EXTRACTED TEXT -
######
Harris v. State

Decision Date13 January 1926
Docket Number(No. 9426.)
Citation288 S.W. 450
PartiesHARRIS v. STATE.
CourtTexas Court of Criminal Appeals

Appeal from District Court, Fannin County; Ben H. Denton, Special Judge.

Kid Harris was convicted of murder, and he appeals. Reversed and remanded.

J. I. Warren, of Honey Grove, and Cunningham, McMahon & Lipscomb, of Bonham, for appellant.

Sam D. Stinson, State's Atty., of Austin, and Nat Gentry, Jr., Asst. State's Atty., of Tyler, for the State.

BERRY, J.

The offense is murder, and the punishment is 20 years in the penitentiary.

The record discloses that the trial took place before a special judge. The statute requires that, before a special judge shall enter upon his duties, he shall take the oath of office required by the Constitution, and his selection and the fact that the oath of office has been administered to him shall be entered upon the minutes of the court as a part of the record in the cause. The record in the instant case is silent as to any oath of office having been taken by the special judge. That the record must reveal that the oath of office has been taken has been held in many cases. Salazar v. State, 102 Tex. Cr. R. 189, 276 S. W. 1105.
######
PROVIDED MATERIAL -
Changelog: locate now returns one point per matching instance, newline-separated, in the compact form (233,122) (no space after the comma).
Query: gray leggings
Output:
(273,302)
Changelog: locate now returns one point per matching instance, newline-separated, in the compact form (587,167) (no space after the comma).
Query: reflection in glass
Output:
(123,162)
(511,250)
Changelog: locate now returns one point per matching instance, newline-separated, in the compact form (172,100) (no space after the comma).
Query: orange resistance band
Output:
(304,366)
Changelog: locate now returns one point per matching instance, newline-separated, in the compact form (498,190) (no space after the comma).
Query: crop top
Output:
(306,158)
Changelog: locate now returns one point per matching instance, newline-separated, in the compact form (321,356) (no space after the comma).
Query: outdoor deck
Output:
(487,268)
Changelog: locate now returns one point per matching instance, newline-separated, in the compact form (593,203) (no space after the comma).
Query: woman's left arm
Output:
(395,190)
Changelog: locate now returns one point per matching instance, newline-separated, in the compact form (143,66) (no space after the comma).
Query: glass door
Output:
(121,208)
######
OBJECTIVES -
a) List every town the Harris v. State opinion gives as the home of counsel for either side.
b) According to the Harris v. State opinion, why is the record in this case deficient regarding the special judge?
The rows have no part in this work.

TASK-BY-TASK ANSWERS -
a) Honey Grove, Bonham, Austin, Tyler

b) The statute requires a special judge to take the constitutional oath of office before beginning his duties, and both his selection and the administration of that oath must be entered on the court's minutes as part of the record. Here the record is silent as to any oath being taken, and many cases have held that the record must show it.